Records to process.
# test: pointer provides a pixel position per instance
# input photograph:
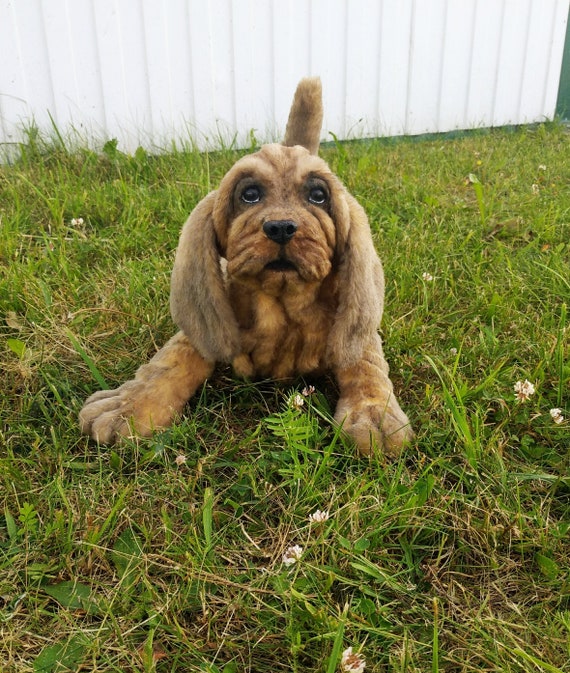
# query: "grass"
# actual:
(166, 554)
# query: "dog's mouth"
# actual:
(280, 265)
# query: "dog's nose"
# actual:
(280, 231)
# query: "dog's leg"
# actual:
(367, 408)
(152, 399)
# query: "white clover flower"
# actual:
(292, 555)
(524, 390)
(352, 662)
(297, 402)
(556, 415)
(318, 516)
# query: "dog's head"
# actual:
(280, 222)
(280, 219)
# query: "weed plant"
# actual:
(202, 548)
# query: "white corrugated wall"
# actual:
(149, 72)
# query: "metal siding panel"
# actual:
(395, 36)
(557, 37)
(484, 57)
(424, 77)
(456, 64)
(14, 108)
(362, 64)
(155, 71)
(511, 62)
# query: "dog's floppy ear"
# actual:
(360, 282)
(199, 302)
(306, 116)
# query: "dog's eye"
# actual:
(251, 194)
(318, 196)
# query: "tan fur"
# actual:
(232, 305)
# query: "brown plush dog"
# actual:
(275, 273)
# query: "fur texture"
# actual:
(275, 273)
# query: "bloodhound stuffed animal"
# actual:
(277, 275)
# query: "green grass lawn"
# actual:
(167, 554)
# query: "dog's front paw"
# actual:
(131, 409)
(373, 428)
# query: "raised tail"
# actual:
(306, 116)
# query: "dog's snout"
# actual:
(280, 231)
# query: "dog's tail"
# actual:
(306, 116)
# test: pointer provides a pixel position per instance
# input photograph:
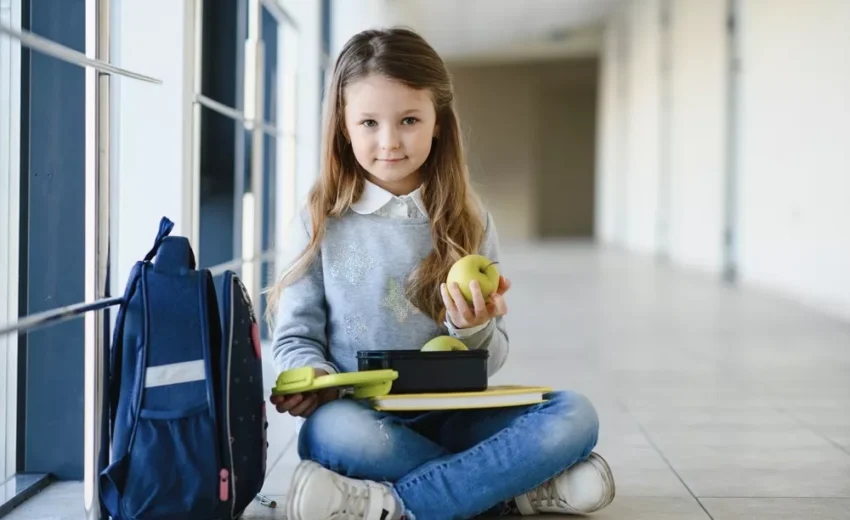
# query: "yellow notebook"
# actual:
(493, 397)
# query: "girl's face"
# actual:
(390, 127)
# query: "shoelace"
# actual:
(546, 494)
(355, 501)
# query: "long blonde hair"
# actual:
(454, 209)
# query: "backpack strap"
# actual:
(165, 227)
(175, 256)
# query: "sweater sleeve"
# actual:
(300, 337)
(494, 336)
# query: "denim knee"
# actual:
(571, 424)
(344, 433)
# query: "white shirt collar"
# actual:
(374, 198)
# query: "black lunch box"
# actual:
(429, 372)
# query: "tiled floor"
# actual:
(715, 402)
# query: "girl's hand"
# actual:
(304, 404)
(462, 315)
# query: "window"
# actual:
(247, 135)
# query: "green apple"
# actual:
(444, 344)
(474, 267)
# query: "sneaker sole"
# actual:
(607, 475)
(299, 477)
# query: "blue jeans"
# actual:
(452, 464)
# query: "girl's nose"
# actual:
(389, 140)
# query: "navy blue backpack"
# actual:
(185, 396)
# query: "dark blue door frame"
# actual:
(52, 256)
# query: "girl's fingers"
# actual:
(288, 402)
(500, 307)
(309, 411)
(304, 405)
(447, 300)
(478, 299)
(504, 285)
(460, 303)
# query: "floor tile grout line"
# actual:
(813, 429)
(663, 457)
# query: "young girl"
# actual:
(390, 213)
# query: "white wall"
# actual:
(697, 132)
(642, 169)
(609, 114)
(792, 162)
(148, 127)
(307, 14)
(10, 116)
(794, 215)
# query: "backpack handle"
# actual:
(165, 227)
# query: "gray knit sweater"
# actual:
(351, 298)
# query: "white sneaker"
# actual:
(585, 487)
(317, 493)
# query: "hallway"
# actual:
(714, 402)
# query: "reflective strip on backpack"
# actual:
(175, 373)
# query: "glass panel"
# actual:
(224, 176)
(272, 40)
(223, 51)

Given instruction.
Copy out the data above exactly, except the pictures.

Reply.
# test: pointer provides a pixel position per instance
# input photograph:
# query: "grass"
# actual:
(166, 554)
# query: "dog's mouth"
# actual:
(280, 265)
# query: "dog's nose"
# actual:
(280, 231)
# query: "dog's leg"
# actual:
(367, 408)
(152, 399)
# query: "white clover flower"
# actual:
(292, 555)
(524, 390)
(352, 662)
(297, 402)
(556, 415)
(318, 516)
# query: "dog's head"
# actual:
(280, 222)
(280, 219)
# query: "weed plant"
# actual:
(202, 548)
# query: "white corrugated wall"
# actual:
(149, 72)
# query: "metal siding panel"
# actual:
(395, 36)
(557, 37)
(484, 57)
(424, 77)
(456, 64)
(14, 108)
(362, 64)
(155, 71)
(511, 62)
# query: "dog's floppy ear"
# actual:
(360, 282)
(199, 302)
(306, 116)
# query: "dog's eye"
# actual:
(251, 194)
(318, 196)
# query: "tan fur"
# actual:
(232, 305)
# query: "brown plush dog"
# actual:
(275, 273)
# query: "fur texture"
# actual:
(275, 273)
# query: "bloodhound stuffed animal"
# actual:
(277, 275)
# query: "green grass lawn"
# actual:
(167, 554)
# query: "dog's front paw"
# actual:
(131, 409)
(373, 428)
# query: "raised tail"
# actual:
(306, 116)
# query: "dog's snout"
# actual:
(280, 231)
# query: "dog's tail"
# actual:
(306, 116)
# test: pointer provides a pixel position per instance
# input photograph:
# query: "yellow notebook"
# actual:
(493, 397)
# query: "girl's face"
# actual:
(390, 127)
# query: "shoelace"
# actual:
(546, 494)
(355, 501)
# query: "long blonde hair"
# actual:
(454, 209)
# query: "backpack strap"
# actual:
(165, 227)
(175, 256)
# query: "sweater sleeve"
# actual:
(300, 337)
(494, 336)
# query: "denim knee"
# actual:
(571, 424)
(344, 433)
# query: "white shirt collar"
# actual:
(374, 198)
# query: "black lunch box"
# actual:
(429, 372)
# query: "tiled floor"
# actual:
(715, 402)
# query: "girl's hand"
# actual:
(304, 404)
(462, 315)
# query: "window"
# actual:
(247, 135)
# query: "green apple"
# actual:
(444, 344)
(474, 267)
# query: "sneaker sole"
# actual:
(607, 475)
(299, 477)
# query: "blue jeans"
# actual:
(452, 464)
# query: "girl's nose"
# actual:
(389, 140)
# query: "navy blue backpack"
# actual:
(185, 396)
# query: "dark blue door frame"
# actual:
(52, 256)
# query: "girl's fingers"
# actual:
(288, 402)
(500, 307)
(309, 411)
(304, 405)
(447, 300)
(478, 299)
(504, 285)
(460, 303)
# query: "floor tile grout line"
# actual:
(813, 429)
(663, 457)
# query: "young girl"
# actual:
(390, 213)
# query: "white wall"
# actual:
(697, 132)
(642, 169)
(609, 114)
(792, 162)
(148, 127)
(307, 14)
(10, 116)
(794, 215)
# query: "backpack handle"
# actual:
(165, 227)
# query: "gray knit sweater"
# actual:
(351, 298)
# query: "white sneaker"
# actual:
(585, 487)
(317, 493)
# query: "hallway"
# actual:
(714, 402)
# query: "reflective strip on backpack"
# actual:
(175, 373)
# query: "glass panel"
# actual:
(224, 176)
(272, 40)
(223, 51)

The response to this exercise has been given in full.